# [Reading passage]
Bc-sea_lions_2 Fourteen years after veterinary experts first noticed sea lions becoming ill, scientists are studying 300 sea lions and examining three prime suspects: viruses, PCBs in the water and genetics. 

California sea lions are found from Vancouver Island, British Columbia to the southern tip of Baja California in Mexico, with a distinct population of at the Galapagos Islands. . They breed mainly on offshore islands, ranging from southern California's Channel Islands south to Mexico, although a few pups have been born on Año Nuevo and the Farallon Islands in central California. A third population in the Sea of Japan became extinct, probably during World War II.

“It’s such an aggressive cancer, and it’s so unusual to see such a high prevalence of cancer in a wild population,” said Dr. Frances Gulland, director of veterinary science at the Marine Mammal Center. In 1996, Gulland and colleagues at the University of California, Davis, found that 18 percent of deaths among stranded adult sea lions were related to cancerous tumors.

“That suggests that there’s some carcinogen in the ocean that could be affecting these animals,” Gulland said.

The first reports of sea lion cancer came 14 years ago, among rescued California sea lions. Today, the Marine Mammal Center sees 15 to 20 California sea lions with cancer each year.

“It’s pretty distressing to see,” Gulland said. During post-mortem examinations of the sick sea lions, doctors have found tumors in the animals’ genitals, lymph nodes, lower spine, kidneys, liver and lungs.

# [Assignment]
Write out the passage on sea lion cancer word for word, between "The first reports" and "cancer each year.", inclusive.

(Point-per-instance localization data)
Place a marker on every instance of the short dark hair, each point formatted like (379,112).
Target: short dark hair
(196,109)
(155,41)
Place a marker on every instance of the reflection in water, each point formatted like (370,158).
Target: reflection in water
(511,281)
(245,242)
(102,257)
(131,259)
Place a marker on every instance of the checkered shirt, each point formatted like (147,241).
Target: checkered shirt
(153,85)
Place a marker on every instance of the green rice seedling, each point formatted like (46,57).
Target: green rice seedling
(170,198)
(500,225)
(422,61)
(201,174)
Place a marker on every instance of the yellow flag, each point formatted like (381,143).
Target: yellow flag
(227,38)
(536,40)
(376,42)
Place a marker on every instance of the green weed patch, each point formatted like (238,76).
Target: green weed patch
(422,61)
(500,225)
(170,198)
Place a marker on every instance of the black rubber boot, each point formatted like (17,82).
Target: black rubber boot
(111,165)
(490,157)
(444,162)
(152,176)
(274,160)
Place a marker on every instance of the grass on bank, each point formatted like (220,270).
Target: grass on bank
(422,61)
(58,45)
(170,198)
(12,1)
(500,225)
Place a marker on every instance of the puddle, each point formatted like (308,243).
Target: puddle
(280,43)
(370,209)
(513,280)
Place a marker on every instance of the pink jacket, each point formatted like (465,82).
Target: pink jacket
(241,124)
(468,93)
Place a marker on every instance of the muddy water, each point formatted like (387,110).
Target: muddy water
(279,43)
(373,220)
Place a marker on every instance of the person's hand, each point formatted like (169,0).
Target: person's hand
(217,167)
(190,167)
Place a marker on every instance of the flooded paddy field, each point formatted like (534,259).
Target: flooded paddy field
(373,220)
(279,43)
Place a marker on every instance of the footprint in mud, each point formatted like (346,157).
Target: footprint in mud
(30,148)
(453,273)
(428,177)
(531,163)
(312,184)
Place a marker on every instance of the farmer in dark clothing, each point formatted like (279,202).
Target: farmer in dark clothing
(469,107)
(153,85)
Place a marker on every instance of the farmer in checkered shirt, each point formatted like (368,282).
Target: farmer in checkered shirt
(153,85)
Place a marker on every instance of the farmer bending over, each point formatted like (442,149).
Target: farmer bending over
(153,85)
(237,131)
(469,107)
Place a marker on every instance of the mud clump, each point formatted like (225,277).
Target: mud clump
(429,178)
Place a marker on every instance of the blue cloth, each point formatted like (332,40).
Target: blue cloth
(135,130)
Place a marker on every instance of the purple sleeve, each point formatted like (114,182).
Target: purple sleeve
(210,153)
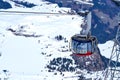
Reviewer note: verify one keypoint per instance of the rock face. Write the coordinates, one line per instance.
(92, 62)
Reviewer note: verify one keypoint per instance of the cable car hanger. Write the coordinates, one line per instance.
(35, 12)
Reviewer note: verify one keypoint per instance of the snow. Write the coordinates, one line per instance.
(106, 48)
(22, 56)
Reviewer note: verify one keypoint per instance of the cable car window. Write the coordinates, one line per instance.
(81, 47)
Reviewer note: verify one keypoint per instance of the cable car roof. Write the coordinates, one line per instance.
(83, 38)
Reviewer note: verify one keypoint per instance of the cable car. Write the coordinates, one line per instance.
(82, 45)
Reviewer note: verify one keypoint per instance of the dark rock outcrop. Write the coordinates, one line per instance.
(104, 16)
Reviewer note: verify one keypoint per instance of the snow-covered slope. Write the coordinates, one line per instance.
(28, 43)
(26, 57)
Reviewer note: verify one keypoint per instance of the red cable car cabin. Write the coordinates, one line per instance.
(82, 45)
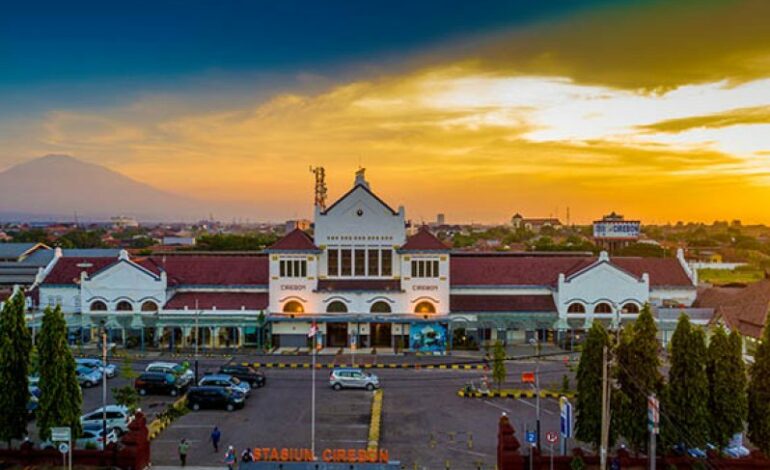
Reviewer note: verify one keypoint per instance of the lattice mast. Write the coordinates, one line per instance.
(320, 186)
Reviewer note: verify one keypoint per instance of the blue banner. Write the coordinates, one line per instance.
(427, 337)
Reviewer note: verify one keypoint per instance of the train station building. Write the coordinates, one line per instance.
(364, 282)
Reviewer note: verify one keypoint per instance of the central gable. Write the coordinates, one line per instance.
(360, 217)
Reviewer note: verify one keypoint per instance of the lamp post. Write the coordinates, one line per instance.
(536, 343)
(104, 384)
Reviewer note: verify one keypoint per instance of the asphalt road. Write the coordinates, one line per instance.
(424, 422)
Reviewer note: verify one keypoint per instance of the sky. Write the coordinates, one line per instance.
(658, 110)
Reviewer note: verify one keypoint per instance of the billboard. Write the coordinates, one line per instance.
(427, 337)
(617, 229)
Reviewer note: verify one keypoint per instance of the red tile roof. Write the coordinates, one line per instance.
(368, 285)
(745, 309)
(473, 269)
(423, 240)
(233, 270)
(296, 240)
(501, 303)
(67, 270)
(220, 300)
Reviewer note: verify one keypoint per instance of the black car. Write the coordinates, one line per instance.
(160, 383)
(246, 374)
(214, 397)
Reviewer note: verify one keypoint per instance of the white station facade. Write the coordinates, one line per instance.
(364, 282)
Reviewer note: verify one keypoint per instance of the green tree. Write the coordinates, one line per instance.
(727, 386)
(60, 394)
(588, 404)
(685, 400)
(15, 347)
(759, 395)
(638, 376)
(498, 364)
(127, 395)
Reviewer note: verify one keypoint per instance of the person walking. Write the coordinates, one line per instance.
(184, 446)
(230, 458)
(216, 435)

# [Task output]
The first reports of sea lion cancer came 14 years ago, among rescued California sea lions. Today, the Marine Mammal Center sees 15 to 20 California sea lions with cancer each year.